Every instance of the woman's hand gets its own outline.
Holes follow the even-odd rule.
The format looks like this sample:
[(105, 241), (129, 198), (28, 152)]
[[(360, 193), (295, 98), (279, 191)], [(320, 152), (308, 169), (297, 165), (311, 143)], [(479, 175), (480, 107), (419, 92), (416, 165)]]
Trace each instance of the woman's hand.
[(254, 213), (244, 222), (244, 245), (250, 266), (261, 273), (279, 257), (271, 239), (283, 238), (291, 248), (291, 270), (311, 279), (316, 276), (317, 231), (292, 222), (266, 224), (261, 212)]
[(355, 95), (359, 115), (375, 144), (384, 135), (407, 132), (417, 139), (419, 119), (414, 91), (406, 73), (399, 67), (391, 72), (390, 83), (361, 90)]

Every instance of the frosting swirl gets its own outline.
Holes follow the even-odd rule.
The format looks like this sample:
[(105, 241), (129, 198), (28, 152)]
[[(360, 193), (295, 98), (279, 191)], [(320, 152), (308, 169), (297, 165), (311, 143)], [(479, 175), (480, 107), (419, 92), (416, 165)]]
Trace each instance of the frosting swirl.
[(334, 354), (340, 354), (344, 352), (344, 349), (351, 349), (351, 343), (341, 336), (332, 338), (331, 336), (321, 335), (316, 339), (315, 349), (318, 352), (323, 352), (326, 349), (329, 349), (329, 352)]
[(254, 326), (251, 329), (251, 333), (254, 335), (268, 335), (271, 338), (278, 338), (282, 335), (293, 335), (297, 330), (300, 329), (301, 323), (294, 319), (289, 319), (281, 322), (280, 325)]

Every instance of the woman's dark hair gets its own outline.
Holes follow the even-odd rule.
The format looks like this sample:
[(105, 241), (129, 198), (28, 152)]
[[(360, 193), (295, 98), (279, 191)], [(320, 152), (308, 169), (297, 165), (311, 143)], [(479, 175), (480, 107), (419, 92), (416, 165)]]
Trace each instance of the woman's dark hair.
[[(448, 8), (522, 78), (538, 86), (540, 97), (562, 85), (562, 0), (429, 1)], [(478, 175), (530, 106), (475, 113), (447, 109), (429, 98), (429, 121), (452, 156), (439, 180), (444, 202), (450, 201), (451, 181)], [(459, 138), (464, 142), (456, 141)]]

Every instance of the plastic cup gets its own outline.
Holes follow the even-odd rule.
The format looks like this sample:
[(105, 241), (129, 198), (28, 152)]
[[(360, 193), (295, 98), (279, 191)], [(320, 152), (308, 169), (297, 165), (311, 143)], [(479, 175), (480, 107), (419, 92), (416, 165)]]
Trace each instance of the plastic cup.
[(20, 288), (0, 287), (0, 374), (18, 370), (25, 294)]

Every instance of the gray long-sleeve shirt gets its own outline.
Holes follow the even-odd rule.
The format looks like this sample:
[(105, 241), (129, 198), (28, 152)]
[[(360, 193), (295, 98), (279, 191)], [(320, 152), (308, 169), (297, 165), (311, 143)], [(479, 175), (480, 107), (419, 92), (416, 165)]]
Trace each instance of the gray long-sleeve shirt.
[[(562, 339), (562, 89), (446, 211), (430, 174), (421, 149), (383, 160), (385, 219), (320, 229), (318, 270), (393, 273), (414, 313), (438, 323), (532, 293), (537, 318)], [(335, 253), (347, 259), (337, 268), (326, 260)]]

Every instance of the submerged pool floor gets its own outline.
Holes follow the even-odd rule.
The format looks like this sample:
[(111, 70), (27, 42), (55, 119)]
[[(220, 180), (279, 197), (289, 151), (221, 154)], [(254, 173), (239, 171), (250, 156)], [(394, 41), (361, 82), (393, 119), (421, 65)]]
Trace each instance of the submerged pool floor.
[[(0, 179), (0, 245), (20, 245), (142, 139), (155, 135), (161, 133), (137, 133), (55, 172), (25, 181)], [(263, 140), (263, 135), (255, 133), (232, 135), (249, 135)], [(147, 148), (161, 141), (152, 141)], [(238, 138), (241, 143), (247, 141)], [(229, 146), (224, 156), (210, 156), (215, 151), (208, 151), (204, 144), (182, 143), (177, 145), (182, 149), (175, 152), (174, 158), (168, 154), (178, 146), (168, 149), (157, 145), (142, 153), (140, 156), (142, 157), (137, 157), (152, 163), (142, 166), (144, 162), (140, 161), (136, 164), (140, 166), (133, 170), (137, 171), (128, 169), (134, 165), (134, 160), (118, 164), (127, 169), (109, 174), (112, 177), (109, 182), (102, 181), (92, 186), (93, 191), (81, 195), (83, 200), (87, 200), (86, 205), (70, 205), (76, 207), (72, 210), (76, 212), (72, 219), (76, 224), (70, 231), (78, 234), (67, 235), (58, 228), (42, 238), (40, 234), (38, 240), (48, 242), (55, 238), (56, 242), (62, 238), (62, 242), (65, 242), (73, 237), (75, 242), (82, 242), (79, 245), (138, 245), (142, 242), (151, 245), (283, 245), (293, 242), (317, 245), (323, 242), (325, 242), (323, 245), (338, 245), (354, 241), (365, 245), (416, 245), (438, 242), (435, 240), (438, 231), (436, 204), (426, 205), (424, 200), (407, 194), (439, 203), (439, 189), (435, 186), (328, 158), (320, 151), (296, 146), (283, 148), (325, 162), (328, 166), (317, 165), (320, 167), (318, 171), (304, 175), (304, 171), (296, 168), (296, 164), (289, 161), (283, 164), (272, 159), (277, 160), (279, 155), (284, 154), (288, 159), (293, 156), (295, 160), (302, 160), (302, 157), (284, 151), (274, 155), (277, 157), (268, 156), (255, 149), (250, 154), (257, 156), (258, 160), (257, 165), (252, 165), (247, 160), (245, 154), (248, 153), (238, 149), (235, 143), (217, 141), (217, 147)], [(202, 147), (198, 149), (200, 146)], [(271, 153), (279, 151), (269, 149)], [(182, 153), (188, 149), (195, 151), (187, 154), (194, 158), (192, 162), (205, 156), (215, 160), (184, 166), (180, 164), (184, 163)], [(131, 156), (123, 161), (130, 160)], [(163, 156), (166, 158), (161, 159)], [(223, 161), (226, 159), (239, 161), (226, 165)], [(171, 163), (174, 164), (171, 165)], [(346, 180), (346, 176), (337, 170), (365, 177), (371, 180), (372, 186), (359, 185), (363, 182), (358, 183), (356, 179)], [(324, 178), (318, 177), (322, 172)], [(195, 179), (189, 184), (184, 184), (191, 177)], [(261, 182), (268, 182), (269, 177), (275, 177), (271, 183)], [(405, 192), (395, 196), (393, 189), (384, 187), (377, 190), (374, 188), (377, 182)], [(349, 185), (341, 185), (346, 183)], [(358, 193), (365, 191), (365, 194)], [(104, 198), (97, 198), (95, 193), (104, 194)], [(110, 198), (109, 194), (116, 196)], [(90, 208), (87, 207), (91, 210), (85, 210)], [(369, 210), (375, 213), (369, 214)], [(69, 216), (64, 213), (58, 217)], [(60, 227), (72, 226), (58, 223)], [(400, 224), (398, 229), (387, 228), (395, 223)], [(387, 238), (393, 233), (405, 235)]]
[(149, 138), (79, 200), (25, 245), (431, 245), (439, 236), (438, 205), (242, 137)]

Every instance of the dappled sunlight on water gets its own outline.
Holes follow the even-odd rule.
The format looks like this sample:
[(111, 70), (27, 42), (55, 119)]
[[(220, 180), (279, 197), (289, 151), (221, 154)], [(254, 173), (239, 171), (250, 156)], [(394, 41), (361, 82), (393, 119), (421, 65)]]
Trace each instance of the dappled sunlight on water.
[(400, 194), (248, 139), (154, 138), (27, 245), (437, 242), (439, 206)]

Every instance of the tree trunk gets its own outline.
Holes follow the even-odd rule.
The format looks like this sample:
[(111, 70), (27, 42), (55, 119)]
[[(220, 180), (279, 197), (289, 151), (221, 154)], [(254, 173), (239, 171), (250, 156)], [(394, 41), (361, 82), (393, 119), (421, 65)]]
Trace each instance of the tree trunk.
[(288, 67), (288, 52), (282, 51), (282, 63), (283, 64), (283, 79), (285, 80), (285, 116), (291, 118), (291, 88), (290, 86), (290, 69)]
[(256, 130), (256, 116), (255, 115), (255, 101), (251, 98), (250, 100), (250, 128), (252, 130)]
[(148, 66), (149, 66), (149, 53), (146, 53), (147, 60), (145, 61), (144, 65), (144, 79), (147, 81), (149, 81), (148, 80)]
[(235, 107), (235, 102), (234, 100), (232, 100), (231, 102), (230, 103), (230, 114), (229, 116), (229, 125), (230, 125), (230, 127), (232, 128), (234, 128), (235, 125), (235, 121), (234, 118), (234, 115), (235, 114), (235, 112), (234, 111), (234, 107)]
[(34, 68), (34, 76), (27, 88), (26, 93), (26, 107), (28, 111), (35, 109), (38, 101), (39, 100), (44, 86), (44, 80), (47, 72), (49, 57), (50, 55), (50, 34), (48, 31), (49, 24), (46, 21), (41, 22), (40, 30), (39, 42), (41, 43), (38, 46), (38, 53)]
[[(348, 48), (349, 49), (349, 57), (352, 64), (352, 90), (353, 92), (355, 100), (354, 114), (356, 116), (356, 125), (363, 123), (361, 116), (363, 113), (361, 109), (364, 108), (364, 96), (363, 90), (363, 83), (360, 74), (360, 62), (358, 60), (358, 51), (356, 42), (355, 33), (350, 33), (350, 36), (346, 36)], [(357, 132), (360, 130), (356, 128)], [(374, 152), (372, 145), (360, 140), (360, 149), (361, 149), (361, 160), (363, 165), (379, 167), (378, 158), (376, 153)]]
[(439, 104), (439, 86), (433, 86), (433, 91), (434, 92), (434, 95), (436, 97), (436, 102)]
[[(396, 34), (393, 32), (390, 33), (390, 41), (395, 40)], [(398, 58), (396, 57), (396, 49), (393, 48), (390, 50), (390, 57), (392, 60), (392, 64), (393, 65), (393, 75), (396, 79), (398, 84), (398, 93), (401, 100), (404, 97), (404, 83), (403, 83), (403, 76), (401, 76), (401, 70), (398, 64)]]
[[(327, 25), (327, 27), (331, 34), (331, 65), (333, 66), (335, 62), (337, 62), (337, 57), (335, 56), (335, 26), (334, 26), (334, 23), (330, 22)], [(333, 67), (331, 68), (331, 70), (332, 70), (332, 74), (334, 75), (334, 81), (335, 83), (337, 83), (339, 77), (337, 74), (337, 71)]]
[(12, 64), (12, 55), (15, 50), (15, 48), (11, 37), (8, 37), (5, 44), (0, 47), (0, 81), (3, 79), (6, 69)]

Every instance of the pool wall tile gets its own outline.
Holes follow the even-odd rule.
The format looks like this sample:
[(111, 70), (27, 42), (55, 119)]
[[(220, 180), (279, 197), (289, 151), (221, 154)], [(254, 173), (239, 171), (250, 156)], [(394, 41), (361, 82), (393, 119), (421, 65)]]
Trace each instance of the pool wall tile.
++++++++
*WHAT IS EXPECTED:* Edit the lines from the first one up to and including the line with "83), (361, 90)]", changing "outline" to "polygon" and keeping everything else the same.

*FULL OUTPUT:*
Every instance of the woman's hand gets its own polygon.
Holes follow the even-odd rule.
The format looks like this sample:
[(105, 241), (129, 198), (28, 152)]
[[(360, 193), (295, 98), (279, 191)], [(320, 152), (308, 169), (297, 165), (311, 143)], [(479, 175), (480, 107), (419, 92), (416, 165)]]
Trace each instance of the woman's hand.
[(254, 213), (244, 222), (244, 245), (250, 266), (261, 273), (279, 257), (271, 239), (283, 238), (291, 248), (291, 270), (311, 279), (316, 276), (317, 231), (292, 222), (266, 224), (261, 212)]
[(355, 95), (359, 115), (375, 144), (384, 135), (407, 132), (417, 139), (419, 119), (414, 91), (406, 73), (399, 67), (391, 72), (390, 83), (361, 90)]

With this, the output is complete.